_Work instructions_: Write out each of the items below again, with "Pardon the interruption" replaced by "Excuse me" and nothing else changed.

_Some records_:
****

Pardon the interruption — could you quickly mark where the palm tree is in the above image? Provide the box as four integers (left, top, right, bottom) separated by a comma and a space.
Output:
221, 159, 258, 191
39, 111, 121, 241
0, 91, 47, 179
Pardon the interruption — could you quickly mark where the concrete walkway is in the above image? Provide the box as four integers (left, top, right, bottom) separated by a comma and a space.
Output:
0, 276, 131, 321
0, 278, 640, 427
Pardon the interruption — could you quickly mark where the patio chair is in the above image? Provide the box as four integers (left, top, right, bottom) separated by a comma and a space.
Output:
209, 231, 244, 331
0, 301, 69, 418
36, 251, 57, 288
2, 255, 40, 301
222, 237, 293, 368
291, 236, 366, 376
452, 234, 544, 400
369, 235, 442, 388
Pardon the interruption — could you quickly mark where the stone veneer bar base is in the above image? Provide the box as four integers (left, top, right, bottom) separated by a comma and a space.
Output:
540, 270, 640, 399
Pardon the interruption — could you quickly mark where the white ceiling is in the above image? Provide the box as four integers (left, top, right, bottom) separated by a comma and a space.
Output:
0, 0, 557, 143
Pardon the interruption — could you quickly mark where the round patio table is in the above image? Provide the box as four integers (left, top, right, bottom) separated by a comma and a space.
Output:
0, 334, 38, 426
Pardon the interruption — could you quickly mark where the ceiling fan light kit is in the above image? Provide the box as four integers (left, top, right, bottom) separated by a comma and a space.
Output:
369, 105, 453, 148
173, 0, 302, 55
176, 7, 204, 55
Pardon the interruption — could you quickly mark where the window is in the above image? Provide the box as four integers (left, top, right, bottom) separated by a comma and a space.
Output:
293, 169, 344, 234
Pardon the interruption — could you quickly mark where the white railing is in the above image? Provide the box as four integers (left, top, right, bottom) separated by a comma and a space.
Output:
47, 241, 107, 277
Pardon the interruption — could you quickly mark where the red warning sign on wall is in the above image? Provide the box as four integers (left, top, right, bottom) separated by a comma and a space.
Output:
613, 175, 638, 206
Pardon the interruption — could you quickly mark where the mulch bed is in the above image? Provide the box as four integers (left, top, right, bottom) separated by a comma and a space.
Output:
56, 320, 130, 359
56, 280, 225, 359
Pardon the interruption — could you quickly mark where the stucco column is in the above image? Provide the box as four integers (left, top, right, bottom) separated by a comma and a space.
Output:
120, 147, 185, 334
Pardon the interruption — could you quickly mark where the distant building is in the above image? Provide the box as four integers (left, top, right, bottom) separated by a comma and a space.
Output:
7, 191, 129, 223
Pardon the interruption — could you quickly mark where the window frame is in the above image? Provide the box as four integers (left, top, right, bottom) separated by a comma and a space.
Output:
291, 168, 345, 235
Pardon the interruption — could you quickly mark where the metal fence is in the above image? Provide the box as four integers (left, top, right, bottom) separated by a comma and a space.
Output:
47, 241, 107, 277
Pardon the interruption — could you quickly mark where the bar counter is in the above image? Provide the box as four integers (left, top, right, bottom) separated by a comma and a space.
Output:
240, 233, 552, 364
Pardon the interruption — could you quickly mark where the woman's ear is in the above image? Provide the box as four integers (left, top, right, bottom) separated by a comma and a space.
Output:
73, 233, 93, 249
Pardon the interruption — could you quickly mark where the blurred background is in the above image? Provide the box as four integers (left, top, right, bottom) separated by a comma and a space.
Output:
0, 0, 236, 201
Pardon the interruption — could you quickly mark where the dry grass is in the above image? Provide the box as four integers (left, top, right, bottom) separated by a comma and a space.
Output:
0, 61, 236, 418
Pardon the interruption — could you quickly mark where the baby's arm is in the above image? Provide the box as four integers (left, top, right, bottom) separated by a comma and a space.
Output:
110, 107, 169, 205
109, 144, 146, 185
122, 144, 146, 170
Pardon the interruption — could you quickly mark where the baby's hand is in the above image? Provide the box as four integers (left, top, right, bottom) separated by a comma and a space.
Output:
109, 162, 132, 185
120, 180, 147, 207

****

_Output of the exercise_:
Excuse me — could you quickly mark where the palm tree is in the above image? Provide the box as four integers (left, top, right, bottom) separated by a comma and a space.
Output:
221, 159, 258, 191
39, 111, 121, 241
0, 91, 47, 179
Excuse me — could you quickly mark where the concrete walkway is in the above image? Provide the box as four integers (left, top, right, bottom) separated by a comma and a space.
Output:
0, 276, 131, 321
0, 278, 640, 427
Excuse me — could you quickly mark where the patio chair is in the above image? Provide the box as four integers (left, top, right, bottom) separated by a comma and a space.
Output:
209, 231, 244, 331
0, 301, 69, 418
36, 251, 57, 288
2, 255, 40, 301
222, 237, 293, 368
291, 236, 366, 376
452, 234, 544, 400
369, 235, 442, 388
Excuse me — could you quickly mark where the stone veneer bar base is in the above image? Provide the box as four integers (left, top, right, bottom) separated by a comma and a space.
Output:
540, 270, 640, 399
Excuse me — could you quickly mark where the white ceiling is in the above image? Provide the box as four integers (left, top, right, bottom) separated by a comma and a space.
Output:
0, 0, 557, 143
Excuse me — could you quickly mark where the round patio table is in the above image? Provide the box as four integers (left, top, right, bottom) separated by a comma and a space.
Output:
0, 334, 38, 426
Excuse me — could you quickly mark where the ceiling fan light kit is in the above image? Provide the box as four integers (left, top, right, bottom) separated by a comma and a space.
Output:
369, 105, 453, 148
173, 0, 302, 55
176, 7, 204, 55
Excuse me — could you quickly mark where the window is in the above image? Provide the box as four integers (left, top, right, bottom) separated by a comma and a space.
Output:
293, 169, 344, 234
Excuse me — could you quickly mark where the white railing is in the above image? Provide the box as four integers (left, top, right, bottom) separated by a comma and a space.
Output:
47, 241, 107, 277
Excuse me — could you quickly mark where the red warning sign on wall is in the above image? Provide the box as four integers (left, top, right, bottom) separated by a comma and a space.
Output:
613, 175, 638, 206
Excuse me — could you quickly mark where the mulch bed is in the above image? Provide the box as four integers (left, top, right, bottom) separated by a comma and a space.
Output:
56, 320, 130, 359
56, 280, 225, 359
Excuse me — could you quickly mark where the stucco column is in the above image? Provide the box as four integers (left, top, right, bottom) separated by a comma and a space.
Output:
120, 147, 185, 334
Excuse me — could you quickly mark where the distant building is in the above image? Provide the box as four integers (left, top, right, bottom) separated by a comma and a space.
Output:
7, 191, 129, 223
Excuse me — could you quickly mark where the window frame is in the above image? Provide the box as four integers (left, top, right, bottom) separated by a comma and a space.
Output:
291, 168, 345, 235
Excuse me — could you quickly mark where the metal fence is in the above image? Provide the box as four integers (left, top, right, bottom) separated by a comma and a space.
Output:
47, 241, 107, 277
Excuse me — could you quickly mark where the bar counter is in the above image? Provide the box as four integers (left, top, right, bottom) separated by a comma and a space.
Output:
240, 233, 552, 364
Excuse me — could you quickly mark where the woman's ear is in the above image? Provide the box as four integers (left, top, right, bottom) separated by a comma and a space.
Output:
73, 233, 93, 249
Excuse me — could you quickly mark where the blurred background is in the above image? Provide the box as four integers (left, top, right, bottom) separated by a comma and a space.
Output:
0, 0, 236, 201
Excuse me — could you quickly mark where the dry grass is in the above image? Provide the box as four integers (left, top, right, bottom) separated by a comma and a space.
Output:
0, 61, 236, 418
Excuse me — could you quickly mark where the baby's arm is in the above image? Provide the box as four integers (left, top, right, bottom) separated by a comma and a space.
Output:
110, 107, 169, 205
109, 144, 146, 185
122, 144, 146, 170
Excuse me — could you quickly mark where the baby's hand is in the above image? Provide the box as four integers (left, top, right, bottom) separated by a comma and a space.
Output:
109, 162, 132, 185
120, 180, 147, 207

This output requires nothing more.